>> Start Given text

Model¶
[1]:
import torch_struct
import torch
import matplotlib.pyplot as plt
import matplotlib
[2]:
matplotlib.rcParams['figure.figsize'] = (7.0, 7.0)
Chain¶
- class torch_struct.LinearChainCRF(log_potentials, lengths=None, args={}, validate_args=False)[source]¶
Represents structured linear-chain CRFs with C classes.
For reference see:
An introduction to conditional random fields [SM+12]
Example application:
Bidirectional LSTM-CRF Models for Sequence Tagging [HXY15]
Event shape is of the form:
- Parameters
log_potentials (tensor) – event shape ((N-1) x C x C) e.g. \(\phi(n, z_{n+1}, z_{n})\)
lengths (long tensor) – batch_shape integers for length masking.
Compact representation: N long tensor in [0, …, C-1]
Implementation uses linear-scan, forward-pass only.
Parallel Time: \(O(\log(N))\) parallel merges.
Forward Memory: \(O(N \log(N) C^2)\)
[3]:
batch, N, C = 3, 7, 2
def show_chain(chain):
plt.imshow(chain.detach().sum(-1).transpose(0, 1))
# batch, N, z_n, z_n_1
log_potentials = torch.rand(batch, N, C, C)
dist = torch_struct.LinearChainCRF(log_potentials)
show_chain(dist.argmax[0])
[4]:
show_chain(dist.marginals[0])
[5]:
event = dist.to_event(torch.tensor([[0, 1, 0, 1, 1, 1, 0, 1]]), 2)
show_chain(event[0])
Hidden Markov Model¶
- class torch_struct.HMM(transition, emission, init, observations, lengths=None, validate_args=False)[source]¶
Represents hidden-markov smoothing with C hidden states.
Event shape is of the form:
- Parameters
transition (tensor) – log-probabilities (C X C) \(p(z_n| z_n-1)\)

>> End Given text

List every argument in the signature of the torch_struct.HMM class in the torch_struct documentation above.

>> Start Data entries

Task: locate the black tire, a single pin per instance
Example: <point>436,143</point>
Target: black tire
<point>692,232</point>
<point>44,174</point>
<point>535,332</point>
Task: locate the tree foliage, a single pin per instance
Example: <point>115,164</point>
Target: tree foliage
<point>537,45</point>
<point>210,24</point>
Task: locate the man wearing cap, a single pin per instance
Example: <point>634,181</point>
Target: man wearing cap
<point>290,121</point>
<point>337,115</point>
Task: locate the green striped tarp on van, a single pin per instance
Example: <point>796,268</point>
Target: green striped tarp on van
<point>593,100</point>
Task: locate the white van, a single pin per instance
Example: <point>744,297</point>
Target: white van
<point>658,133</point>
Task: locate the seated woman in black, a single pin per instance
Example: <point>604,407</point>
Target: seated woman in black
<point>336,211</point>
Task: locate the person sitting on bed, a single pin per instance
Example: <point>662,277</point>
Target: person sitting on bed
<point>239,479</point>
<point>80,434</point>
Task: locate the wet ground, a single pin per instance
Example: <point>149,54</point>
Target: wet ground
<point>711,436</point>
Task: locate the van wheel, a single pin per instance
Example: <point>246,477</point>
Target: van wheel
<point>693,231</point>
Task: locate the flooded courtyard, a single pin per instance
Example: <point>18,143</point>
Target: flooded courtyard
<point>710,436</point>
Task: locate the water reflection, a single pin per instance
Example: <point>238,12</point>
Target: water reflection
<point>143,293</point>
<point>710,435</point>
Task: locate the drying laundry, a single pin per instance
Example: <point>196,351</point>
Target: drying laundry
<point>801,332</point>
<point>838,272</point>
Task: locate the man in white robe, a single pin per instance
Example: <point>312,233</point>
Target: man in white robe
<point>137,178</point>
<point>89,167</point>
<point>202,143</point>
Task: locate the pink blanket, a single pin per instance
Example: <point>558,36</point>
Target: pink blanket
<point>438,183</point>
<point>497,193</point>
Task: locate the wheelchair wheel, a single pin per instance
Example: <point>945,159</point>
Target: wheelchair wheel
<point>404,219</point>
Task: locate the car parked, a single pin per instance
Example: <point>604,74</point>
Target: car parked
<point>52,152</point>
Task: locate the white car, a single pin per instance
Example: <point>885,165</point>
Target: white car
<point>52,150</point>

>> End Data entries

Output of the exercise -
transition, emission, init, observations, lengths, validate_args